Requirements
Retype the listing below from the line with "Query: wooden sleigh bed" to the line with "75 122 L 82", including both of those lines.

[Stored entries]
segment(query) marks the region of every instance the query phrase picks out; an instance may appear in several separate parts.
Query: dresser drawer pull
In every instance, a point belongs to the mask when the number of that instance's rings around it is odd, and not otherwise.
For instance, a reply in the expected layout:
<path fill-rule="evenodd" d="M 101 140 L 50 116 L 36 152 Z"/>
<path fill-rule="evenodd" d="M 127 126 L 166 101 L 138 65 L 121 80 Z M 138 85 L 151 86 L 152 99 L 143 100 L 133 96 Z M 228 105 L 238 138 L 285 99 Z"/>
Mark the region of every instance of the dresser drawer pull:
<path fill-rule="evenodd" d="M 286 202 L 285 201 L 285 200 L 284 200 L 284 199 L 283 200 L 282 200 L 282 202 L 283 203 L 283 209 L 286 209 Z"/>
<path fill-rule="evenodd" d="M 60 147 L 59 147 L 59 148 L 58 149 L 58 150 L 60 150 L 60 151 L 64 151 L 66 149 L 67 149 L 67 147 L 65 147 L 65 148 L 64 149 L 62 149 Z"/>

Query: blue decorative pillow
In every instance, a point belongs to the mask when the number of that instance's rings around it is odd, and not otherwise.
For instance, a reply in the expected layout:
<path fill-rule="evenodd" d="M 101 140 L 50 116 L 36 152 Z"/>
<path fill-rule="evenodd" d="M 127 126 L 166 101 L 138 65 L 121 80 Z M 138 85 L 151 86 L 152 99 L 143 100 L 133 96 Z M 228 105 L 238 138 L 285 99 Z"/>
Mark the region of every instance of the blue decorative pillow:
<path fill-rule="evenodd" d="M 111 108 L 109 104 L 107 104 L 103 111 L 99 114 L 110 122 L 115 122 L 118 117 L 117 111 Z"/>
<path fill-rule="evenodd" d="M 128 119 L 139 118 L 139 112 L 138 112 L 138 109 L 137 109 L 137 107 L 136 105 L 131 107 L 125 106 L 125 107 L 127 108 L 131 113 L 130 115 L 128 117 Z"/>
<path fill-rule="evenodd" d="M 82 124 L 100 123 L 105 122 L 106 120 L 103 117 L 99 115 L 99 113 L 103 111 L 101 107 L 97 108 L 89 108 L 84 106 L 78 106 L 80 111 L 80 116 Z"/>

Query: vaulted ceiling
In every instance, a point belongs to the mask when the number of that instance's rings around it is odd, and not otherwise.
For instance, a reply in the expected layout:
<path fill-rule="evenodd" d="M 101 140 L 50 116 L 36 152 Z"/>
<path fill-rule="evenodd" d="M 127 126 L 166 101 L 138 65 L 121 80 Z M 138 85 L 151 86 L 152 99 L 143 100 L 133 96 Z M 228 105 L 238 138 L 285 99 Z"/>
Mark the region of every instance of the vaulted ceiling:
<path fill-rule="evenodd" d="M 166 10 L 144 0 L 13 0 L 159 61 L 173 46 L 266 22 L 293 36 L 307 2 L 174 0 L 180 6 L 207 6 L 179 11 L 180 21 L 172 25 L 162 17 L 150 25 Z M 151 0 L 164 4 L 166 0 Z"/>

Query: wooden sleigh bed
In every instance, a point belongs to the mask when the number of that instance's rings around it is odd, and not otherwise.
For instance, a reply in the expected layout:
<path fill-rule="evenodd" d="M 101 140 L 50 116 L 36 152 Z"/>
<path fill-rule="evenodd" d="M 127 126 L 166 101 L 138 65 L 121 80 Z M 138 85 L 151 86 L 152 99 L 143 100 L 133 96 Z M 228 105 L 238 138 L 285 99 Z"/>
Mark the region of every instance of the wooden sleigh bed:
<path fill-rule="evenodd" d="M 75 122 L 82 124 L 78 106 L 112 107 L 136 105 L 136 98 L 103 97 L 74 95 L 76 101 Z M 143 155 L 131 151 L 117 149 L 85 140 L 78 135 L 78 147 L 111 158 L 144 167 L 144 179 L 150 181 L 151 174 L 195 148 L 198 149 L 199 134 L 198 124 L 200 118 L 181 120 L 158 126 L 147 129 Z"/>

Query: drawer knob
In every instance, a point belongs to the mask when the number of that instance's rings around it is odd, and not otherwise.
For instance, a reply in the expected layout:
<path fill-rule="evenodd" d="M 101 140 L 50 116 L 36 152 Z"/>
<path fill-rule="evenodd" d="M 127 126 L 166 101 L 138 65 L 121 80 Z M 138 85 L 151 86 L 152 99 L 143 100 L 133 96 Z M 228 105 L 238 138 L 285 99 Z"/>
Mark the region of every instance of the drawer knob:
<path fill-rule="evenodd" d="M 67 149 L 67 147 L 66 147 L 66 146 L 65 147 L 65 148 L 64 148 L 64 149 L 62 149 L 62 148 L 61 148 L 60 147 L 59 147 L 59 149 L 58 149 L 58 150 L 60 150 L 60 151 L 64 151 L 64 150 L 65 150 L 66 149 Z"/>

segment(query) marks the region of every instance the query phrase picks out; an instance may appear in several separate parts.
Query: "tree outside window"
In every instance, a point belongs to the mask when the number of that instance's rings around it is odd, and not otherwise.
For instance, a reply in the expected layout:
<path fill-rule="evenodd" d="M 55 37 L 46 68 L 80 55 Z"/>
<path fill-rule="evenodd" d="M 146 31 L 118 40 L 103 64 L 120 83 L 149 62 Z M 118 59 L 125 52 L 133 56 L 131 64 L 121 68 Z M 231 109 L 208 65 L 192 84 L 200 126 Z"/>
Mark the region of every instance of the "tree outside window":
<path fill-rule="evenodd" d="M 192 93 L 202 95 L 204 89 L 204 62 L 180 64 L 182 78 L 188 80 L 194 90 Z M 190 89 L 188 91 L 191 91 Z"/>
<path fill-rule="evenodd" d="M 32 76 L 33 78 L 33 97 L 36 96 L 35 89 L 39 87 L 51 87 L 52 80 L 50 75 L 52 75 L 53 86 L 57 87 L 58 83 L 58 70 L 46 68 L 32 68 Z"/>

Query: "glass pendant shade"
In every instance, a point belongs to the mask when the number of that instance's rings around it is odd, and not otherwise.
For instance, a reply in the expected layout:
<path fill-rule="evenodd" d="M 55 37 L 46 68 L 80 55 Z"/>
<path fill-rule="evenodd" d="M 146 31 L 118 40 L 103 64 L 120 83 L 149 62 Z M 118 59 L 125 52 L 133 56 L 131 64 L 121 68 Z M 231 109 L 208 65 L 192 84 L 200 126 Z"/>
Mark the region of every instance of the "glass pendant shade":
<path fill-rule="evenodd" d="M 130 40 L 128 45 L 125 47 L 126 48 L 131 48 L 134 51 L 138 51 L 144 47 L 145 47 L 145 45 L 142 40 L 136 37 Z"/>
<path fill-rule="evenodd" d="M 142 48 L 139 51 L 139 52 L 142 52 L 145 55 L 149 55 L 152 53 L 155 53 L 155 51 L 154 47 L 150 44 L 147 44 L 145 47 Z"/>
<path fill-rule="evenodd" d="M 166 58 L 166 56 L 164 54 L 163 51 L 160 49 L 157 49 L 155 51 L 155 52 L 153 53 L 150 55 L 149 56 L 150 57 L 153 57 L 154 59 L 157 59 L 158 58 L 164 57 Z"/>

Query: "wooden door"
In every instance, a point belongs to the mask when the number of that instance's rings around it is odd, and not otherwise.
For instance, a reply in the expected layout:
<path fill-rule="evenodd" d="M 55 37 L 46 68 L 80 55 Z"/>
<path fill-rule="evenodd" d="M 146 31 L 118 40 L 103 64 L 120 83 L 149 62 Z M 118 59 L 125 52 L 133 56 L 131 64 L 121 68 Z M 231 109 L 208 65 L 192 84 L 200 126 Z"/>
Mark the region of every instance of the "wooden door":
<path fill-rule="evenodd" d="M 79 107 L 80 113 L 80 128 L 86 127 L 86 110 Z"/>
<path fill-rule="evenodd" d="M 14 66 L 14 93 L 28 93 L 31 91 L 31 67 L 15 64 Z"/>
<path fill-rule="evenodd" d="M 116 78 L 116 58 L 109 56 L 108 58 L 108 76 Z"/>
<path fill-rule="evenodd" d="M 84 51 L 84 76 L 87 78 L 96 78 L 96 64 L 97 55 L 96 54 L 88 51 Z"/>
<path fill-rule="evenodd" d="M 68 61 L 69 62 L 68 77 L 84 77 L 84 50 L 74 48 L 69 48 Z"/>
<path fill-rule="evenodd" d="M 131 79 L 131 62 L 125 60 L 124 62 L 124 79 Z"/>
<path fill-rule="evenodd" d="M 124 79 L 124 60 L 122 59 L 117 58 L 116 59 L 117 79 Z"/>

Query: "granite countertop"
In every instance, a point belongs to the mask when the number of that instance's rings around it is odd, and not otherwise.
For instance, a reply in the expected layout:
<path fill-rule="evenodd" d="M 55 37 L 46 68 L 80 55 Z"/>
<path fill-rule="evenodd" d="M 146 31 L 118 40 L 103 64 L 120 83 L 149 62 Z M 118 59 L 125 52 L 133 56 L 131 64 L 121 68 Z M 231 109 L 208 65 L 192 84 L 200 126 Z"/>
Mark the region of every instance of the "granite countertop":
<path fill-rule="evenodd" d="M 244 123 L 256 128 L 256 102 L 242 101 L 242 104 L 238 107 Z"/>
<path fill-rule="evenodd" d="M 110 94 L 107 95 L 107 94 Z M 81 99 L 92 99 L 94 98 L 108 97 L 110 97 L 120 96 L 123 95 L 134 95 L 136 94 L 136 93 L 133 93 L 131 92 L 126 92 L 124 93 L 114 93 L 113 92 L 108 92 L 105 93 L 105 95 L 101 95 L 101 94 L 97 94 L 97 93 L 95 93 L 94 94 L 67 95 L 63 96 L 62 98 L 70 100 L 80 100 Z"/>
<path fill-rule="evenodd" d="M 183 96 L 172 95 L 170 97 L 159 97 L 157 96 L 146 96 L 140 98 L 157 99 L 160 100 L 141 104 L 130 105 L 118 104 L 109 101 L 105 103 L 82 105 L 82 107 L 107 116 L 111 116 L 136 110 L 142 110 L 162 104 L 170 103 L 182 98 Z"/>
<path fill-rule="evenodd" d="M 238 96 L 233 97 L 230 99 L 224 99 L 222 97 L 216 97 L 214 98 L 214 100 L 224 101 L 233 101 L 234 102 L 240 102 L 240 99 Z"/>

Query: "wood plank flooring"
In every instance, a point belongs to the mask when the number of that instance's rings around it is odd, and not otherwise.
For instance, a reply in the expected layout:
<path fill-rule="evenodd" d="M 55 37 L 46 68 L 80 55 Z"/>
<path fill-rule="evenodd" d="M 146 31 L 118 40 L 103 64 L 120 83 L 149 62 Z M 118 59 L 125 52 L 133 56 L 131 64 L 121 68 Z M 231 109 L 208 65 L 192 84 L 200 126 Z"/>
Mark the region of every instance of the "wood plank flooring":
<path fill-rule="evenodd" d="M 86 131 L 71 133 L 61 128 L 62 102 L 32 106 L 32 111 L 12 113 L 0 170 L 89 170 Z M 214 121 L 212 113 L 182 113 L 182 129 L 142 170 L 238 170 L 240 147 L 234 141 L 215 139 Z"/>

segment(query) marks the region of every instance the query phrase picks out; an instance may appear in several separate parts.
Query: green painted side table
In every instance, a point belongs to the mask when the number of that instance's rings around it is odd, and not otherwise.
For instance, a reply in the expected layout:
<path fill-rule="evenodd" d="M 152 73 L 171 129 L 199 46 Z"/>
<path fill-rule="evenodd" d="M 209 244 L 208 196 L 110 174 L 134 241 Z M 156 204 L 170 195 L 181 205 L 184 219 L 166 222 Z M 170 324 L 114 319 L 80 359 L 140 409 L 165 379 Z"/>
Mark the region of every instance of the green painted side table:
---
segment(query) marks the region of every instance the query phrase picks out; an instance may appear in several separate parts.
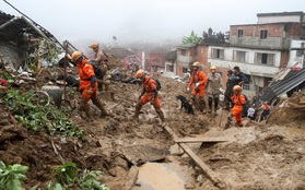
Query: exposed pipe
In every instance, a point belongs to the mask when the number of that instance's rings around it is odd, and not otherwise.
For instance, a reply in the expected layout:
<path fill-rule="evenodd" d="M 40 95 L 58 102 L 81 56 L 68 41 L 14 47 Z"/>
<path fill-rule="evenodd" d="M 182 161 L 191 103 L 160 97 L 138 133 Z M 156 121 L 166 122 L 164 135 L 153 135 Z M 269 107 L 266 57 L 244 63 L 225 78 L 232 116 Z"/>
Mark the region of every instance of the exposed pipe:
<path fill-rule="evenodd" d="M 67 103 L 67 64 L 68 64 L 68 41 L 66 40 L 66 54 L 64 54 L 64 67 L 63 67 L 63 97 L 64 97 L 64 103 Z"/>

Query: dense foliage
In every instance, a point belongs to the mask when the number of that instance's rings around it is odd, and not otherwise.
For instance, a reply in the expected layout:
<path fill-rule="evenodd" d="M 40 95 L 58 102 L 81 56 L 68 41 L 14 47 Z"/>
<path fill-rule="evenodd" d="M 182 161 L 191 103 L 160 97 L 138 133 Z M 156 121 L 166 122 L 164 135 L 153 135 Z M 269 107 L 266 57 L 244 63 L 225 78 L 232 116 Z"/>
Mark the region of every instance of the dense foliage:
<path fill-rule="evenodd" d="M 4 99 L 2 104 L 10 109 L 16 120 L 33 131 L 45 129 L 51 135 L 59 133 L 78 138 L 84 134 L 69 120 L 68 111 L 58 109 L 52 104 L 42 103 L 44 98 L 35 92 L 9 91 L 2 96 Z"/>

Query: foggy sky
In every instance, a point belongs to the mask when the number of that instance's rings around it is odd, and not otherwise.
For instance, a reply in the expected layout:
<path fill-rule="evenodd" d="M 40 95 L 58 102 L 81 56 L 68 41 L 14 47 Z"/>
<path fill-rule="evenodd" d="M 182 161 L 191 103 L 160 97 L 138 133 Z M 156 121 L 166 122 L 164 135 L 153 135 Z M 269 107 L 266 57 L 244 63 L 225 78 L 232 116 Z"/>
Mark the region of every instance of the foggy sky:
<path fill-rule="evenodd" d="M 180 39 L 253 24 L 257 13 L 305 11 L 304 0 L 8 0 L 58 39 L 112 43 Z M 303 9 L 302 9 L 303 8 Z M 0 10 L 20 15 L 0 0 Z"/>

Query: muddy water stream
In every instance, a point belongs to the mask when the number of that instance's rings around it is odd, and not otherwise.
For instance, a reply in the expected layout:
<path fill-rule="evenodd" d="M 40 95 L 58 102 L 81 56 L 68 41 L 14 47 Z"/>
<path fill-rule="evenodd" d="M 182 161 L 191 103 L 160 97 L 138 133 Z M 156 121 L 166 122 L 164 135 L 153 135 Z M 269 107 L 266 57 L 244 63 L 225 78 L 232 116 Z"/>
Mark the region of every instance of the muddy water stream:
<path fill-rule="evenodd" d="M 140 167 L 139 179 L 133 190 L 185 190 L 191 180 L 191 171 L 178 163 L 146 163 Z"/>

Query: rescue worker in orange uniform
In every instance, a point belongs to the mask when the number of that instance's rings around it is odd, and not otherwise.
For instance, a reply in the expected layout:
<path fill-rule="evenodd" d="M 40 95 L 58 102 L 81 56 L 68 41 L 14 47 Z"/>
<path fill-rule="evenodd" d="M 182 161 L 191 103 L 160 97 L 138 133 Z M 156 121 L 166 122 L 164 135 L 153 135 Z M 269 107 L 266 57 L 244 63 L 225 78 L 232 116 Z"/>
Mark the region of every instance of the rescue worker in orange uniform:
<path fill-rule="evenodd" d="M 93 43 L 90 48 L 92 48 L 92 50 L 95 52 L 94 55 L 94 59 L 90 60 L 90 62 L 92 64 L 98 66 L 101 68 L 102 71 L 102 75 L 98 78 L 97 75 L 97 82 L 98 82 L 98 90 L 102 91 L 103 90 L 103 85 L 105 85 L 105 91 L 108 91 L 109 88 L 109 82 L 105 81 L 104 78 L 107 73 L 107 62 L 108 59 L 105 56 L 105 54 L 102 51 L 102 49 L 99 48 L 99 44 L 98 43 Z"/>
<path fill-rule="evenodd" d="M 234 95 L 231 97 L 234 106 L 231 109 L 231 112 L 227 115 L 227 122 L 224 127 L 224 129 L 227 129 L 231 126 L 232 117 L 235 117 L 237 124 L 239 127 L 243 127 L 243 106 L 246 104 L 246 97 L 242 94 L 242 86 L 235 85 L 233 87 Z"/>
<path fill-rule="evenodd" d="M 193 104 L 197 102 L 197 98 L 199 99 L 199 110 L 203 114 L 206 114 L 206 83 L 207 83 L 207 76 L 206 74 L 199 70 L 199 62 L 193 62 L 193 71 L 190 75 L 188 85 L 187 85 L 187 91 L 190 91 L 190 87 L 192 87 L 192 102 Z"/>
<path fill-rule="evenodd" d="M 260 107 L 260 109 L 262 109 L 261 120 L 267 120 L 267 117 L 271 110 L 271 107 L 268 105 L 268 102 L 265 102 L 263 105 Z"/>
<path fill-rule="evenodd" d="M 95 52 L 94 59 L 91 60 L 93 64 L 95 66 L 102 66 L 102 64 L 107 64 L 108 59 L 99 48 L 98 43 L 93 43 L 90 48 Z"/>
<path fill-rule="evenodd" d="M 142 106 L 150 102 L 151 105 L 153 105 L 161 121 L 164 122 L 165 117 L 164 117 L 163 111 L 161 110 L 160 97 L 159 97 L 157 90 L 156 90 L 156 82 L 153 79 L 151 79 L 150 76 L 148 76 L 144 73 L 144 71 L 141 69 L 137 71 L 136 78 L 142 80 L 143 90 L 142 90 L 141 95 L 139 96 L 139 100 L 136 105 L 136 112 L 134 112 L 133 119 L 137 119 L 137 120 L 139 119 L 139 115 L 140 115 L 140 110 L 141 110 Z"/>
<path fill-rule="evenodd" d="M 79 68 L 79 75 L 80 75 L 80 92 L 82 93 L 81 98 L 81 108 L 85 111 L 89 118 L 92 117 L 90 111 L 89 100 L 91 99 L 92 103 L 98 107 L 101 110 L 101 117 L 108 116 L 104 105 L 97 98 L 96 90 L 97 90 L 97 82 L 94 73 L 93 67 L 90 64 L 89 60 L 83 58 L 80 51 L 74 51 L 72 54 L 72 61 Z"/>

Answer in full
Query: wooden sleigh bed
In every instance, a point belongs to the mask when the number of that instance's rings around it is odd, and not otherwise.
For instance, a reply in the expected layout:
<path fill-rule="evenodd" d="M 101 140 L 50 116 L 36 152 Z"/>
<path fill-rule="evenodd" d="M 127 126 L 166 101 L 138 65 L 121 80 Z M 138 85 L 151 86 L 152 99 L 143 100 L 133 96 Z M 228 105 L 238 138 L 285 99 Z"/>
Mark the region of every instance of the wooden sleigh bed:
<path fill-rule="evenodd" d="M 75 122 L 82 124 L 78 106 L 112 107 L 136 105 L 136 98 L 103 97 L 74 95 L 76 101 Z M 143 155 L 131 151 L 117 149 L 85 140 L 78 135 L 78 147 L 111 158 L 144 167 L 144 179 L 150 181 L 151 174 L 195 148 L 198 149 L 199 134 L 198 124 L 200 118 L 181 120 L 158 126 L 147 129 Z"/>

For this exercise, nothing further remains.